DIRECTIVE 1 » In the fruit fly culture thread, switch "banana" to "pear" in the passage starting at "Masa was already" and ending at "how it goes.", then write out that passage.
─── SELECTED EXCERPT ───
# 1st attempt at FF culture



## Mvalenz (Jan 26, 2012)

I had a FF culture that I placed on my dresser about three weeks ago. When I placed on there it had nothing in it. I thought it was done for. But when I recently looked at it it had a ton of FF in it. Those little guys can get expensive and I plan on making a purchase soon, so I decided to try my hand at making a FF culture. I was going to use MikhailsDinos recipe because I had access to most of the ingredients. 

I had to substitute some of the ingredients though:

Masa was already mixed and in the fridge. My mom said she had some. When I got there it was already mixed with salt, flour and water and was in a soggy clump. She just made tortillas.

Instead of apple sauce I used squished banana.

Instead of vinegar I used honey.

Instead of yeast I used bread.

I guess I didn't have access to any of the ingredients after all.

I will let you guys know how it goes.






 I put more FF in it than you can see. They are all hiding in the coffee filters


----------



## patrickfraser (Jan 26, 2012)

Good luck and may your culture bloom like the fields in Spring.


----------



## Chivalry (Jan 26, 2012)

I just did my first ones too, only I used the potato flake method. Fingers crossed for both of us!


----------



## Mvalenz (Jan 27, 2012)

Nice. Let me know how it works out. I'm also crossing toes for both of us.


----------



## Bryce08 (Jan 27, 2012)

Chivalry said:


> I just did my first ones too, only I used the potato flake method. Fingers crossed for both of us!


should work fine...flakes, vinager and apple sauce...works for me


----------



## PhilinYuma (Jan 27, 2012)

Mvalenz: Those substitutions will get you every time!

Vinegar doesn't really do anything -- it's useless as a mold inhibitor and does little to stimulate egg laying, especially since you had a rotting banana in there. Honey, though, unless well mixed in, where it will do neither harm nor good, will trap and kill the FFs in all likelihood.

Humans eat bread; FFs eat yeast and other microorganisms, so it is essential. If you are lucky, though, yeast and other microorganisms in the air will grow on the medium.
───
DIRECTIVE 2 » Rewrite the records as a Markdown table with columns "Row" and "Line", starting at the line containing "Target: ocean" and ending at the last line of the records, both included. Give each line its own numbered row and leave out blank lines.
─── INPUT ROWS ───
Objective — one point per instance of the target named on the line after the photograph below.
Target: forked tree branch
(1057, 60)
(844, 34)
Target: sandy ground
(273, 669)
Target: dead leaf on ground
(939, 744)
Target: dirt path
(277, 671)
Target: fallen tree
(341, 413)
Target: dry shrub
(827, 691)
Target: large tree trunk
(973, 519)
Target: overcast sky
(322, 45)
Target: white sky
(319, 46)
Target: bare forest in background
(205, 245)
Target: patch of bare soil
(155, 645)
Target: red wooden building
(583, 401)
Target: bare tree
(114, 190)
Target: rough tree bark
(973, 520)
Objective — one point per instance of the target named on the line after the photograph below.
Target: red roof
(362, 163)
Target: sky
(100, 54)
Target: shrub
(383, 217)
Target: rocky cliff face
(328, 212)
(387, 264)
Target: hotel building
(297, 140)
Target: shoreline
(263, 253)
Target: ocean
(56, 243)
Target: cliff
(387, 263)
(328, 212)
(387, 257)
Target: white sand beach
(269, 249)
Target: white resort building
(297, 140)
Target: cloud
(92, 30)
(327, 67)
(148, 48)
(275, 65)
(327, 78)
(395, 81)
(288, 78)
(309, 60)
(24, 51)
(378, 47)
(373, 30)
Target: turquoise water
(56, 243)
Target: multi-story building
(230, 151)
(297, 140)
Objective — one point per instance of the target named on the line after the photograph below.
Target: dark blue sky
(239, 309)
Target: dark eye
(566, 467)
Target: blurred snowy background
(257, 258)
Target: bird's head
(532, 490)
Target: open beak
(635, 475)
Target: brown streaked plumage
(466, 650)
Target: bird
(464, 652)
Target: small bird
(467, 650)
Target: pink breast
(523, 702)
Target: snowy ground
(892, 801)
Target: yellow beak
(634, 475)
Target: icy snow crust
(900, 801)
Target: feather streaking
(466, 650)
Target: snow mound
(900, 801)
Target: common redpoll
───
TASK ANSWER 1 »
Masa was already mixed and in the fridge. My mom said she had some. When I got there it was already mixed with salt, flour and water and was in a soggy clump. She just made tortillas.

Instead of apple sauce I used squished pear.

Instead of vinegar I used honey.

Instead of yeast I used bread.

I guess I didn't have access to any of the ingredients after all.

I will let you guys know how it goes.

TASK ANSWER 2 »
| Row | Line |
|---|---|
| 1 | Target: ocean |
| 2 | (56, 243) |
| 3 | Target: cliff |
| 4 | (387, 263) |
| 5 | (328, 212) |
| 6 | (387, 257) |
| 7 | Target: white sand beach |
| 8 | (269, 249) |
| 9 | Target: white resort building |
| 10 | (297, 140) |
| 11 | Target: cloud |
| 12 | (92, 30) |
| 13 | (327, 67) |
| 14 | (148, 48) |
| 15 | (275, 65) |
| 16 | (327, 78) |
| 17 | (395, 81) |
| 18 | (288, 78) |
| 19 | (309, 60) |
| 20 | (24, 51) |
| 21 | (378, 47) |
| 22 | (373, 30) |
| 23 | Target: turquoise water |
| 24 | (56, 243) |
| 25 | Target: multi-story building |
| 26 | (230, 151) |
| 27 | (297, 140) |
| 28 | Objective — one point per instance of the target named on the line after the photograph below. |
| 29 | Target: dark blue sky |
| 30 | (239, 309) |
| 31 | Target: dark eye |
| 32 | (566, 467) |
| 33 | Target: blurred snowy background |
| 34 | (257, 258) |
| 35 | Target: bird's head |
| 36 | (532, 490) |
| 37 | Target: open beak |
| 38 | (635, 475) |
| 39 | Target: brown streaked plumage |
| 40 | (466, 650) |
| 41 | Target: bird |
| 42 | (464, 652) |
| 43 | Target: small bird |
| 44 | (467, 650) |
| 45 | Target: pink breast |
| 46 | (523, 702) |
| 47 | Target: snowy ground |
| 48 | (892, 801) |
| 49 | Target: yellow beak |
| 50 | (634, 475) |
| 51 | Target: icy snow crust |
| 52 | (900, 801) |
| 53 | Target: feather streaking |
| 54 | (466, 650) |
| 55 | Target: snow mound |
| 56 | (900, 801) |
| 57 | Target: common redpoll |